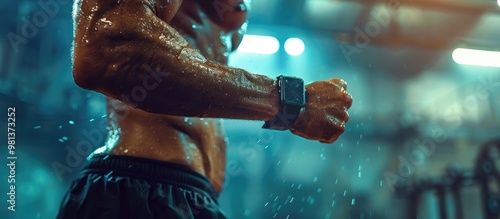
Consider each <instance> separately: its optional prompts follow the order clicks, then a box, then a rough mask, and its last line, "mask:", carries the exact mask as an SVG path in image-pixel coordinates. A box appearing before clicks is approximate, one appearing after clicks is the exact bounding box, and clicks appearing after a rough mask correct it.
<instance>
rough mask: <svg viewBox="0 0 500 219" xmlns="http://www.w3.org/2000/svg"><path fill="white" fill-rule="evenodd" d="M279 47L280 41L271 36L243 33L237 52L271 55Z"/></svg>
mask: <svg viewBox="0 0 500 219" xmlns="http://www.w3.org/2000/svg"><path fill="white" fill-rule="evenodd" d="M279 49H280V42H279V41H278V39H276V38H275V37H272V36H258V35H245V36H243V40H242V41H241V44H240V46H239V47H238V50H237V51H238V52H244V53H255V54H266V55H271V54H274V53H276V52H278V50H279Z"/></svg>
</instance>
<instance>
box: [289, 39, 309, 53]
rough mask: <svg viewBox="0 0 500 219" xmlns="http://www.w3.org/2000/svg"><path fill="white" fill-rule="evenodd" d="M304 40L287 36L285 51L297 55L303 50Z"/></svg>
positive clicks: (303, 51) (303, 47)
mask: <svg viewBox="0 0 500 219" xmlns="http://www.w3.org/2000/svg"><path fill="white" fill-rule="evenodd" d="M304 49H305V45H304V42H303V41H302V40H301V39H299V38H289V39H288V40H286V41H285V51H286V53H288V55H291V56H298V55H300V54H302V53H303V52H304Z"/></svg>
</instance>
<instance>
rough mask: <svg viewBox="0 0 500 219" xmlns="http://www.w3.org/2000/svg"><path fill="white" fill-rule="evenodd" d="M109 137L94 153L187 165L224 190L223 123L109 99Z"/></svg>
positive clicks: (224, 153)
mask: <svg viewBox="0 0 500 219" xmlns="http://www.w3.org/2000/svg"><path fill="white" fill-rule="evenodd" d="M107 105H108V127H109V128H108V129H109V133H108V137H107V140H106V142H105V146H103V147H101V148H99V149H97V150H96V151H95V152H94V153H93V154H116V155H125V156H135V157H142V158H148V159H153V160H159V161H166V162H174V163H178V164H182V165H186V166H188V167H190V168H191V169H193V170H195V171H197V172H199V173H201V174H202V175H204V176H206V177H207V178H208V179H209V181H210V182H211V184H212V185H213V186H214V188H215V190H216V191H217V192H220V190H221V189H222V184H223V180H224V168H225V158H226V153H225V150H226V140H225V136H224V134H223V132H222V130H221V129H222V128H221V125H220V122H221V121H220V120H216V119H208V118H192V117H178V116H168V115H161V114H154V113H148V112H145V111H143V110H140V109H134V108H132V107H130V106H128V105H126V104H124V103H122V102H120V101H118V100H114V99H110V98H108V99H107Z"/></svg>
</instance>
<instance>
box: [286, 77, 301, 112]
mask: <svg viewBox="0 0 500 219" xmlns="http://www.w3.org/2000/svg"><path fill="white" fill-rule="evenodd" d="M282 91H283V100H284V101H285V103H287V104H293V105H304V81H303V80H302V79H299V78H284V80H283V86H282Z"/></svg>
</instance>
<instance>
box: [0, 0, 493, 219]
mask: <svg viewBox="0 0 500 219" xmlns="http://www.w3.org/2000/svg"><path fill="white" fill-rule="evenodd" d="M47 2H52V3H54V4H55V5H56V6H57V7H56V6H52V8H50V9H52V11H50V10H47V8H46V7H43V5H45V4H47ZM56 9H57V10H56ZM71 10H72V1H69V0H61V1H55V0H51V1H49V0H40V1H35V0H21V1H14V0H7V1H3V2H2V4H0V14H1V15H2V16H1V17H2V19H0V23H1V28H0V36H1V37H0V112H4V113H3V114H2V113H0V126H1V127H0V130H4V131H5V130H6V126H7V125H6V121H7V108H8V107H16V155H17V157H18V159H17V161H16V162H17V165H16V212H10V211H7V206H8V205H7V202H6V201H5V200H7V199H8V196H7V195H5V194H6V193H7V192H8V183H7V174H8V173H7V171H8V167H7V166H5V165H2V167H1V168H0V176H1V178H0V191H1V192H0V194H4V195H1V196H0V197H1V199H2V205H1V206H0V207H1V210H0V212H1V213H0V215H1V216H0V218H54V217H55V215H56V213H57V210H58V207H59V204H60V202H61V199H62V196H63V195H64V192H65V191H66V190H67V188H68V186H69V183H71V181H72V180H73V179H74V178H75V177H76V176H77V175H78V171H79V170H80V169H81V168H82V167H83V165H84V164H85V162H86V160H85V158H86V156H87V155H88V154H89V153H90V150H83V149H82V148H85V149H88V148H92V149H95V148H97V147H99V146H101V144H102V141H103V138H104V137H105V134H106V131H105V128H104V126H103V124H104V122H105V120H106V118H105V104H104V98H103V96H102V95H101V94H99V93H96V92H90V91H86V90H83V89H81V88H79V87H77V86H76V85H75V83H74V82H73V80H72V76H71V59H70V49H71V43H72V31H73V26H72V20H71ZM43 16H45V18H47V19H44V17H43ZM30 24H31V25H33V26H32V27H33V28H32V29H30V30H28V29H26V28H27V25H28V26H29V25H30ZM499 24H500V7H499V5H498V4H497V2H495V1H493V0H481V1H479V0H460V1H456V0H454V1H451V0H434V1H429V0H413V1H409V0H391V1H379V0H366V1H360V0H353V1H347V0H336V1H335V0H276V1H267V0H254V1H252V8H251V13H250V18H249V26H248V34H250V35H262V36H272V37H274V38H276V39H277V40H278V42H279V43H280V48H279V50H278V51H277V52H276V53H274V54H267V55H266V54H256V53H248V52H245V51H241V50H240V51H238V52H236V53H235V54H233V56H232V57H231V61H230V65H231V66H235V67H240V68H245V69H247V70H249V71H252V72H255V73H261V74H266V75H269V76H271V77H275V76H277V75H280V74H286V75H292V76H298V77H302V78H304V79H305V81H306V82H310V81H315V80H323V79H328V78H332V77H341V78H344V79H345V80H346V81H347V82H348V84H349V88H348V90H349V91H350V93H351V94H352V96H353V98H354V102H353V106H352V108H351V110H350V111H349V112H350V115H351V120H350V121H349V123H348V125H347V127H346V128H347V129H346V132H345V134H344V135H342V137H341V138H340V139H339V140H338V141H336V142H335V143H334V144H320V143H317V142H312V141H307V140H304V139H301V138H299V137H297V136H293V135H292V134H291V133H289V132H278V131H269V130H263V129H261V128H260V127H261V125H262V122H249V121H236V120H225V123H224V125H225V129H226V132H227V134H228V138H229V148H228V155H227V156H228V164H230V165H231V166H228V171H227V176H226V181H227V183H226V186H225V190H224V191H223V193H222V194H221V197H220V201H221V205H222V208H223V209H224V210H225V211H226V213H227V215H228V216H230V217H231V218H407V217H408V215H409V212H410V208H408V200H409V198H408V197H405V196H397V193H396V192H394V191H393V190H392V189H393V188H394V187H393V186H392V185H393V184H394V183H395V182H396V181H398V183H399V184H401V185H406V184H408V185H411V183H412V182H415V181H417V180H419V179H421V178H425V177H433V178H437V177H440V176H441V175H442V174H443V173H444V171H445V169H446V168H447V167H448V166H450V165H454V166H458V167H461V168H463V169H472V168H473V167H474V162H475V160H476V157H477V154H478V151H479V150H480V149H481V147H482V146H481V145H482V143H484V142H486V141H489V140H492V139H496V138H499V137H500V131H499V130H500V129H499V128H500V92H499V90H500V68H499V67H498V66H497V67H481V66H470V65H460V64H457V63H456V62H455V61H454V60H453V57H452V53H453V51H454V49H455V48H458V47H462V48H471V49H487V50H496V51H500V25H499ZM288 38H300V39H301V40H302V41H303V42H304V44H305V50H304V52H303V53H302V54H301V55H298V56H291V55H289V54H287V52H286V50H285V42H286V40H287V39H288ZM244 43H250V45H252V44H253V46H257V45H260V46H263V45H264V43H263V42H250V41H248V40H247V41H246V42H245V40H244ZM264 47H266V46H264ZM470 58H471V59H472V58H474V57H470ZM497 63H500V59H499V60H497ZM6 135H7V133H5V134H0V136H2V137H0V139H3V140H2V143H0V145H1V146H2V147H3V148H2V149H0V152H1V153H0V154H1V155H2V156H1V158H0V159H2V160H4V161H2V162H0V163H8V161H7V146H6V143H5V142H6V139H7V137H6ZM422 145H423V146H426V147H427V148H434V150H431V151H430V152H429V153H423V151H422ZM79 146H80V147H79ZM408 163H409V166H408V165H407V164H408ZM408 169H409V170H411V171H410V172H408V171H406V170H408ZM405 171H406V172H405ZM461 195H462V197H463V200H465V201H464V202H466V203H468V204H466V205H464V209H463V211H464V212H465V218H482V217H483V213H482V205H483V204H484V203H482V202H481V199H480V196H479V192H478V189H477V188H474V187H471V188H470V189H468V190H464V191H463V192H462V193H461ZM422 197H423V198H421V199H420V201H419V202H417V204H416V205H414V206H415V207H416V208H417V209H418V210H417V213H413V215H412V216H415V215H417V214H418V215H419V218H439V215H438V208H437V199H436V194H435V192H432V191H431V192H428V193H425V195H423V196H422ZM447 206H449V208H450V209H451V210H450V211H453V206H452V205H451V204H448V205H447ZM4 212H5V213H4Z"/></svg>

------------------------------------------------------------

Reproduce the data above verbatim, from the start through the line containing "47L280 41L271 36L243", and leave the picture out.

Consider each <instance> separately: its optional prompts follow the order clicks, then a box, then a rough mask, and its last line, "mask:", carries the exact mask as an SVG path in image-pixel coordinates. A box appearing before clicks is approximate, one appearing after clicks is the exact bounding box, and clicks appearing after a rough mask correct it.
<instance>
rough mask: <svg viewBox="0 0 500 219" xmlns="http://www.w3.org/2000/svg"><path fill="white" fill-rule="evenodd" d="M279 47L280 41L271 36L243 33L237 52L271 55Z"/></svg>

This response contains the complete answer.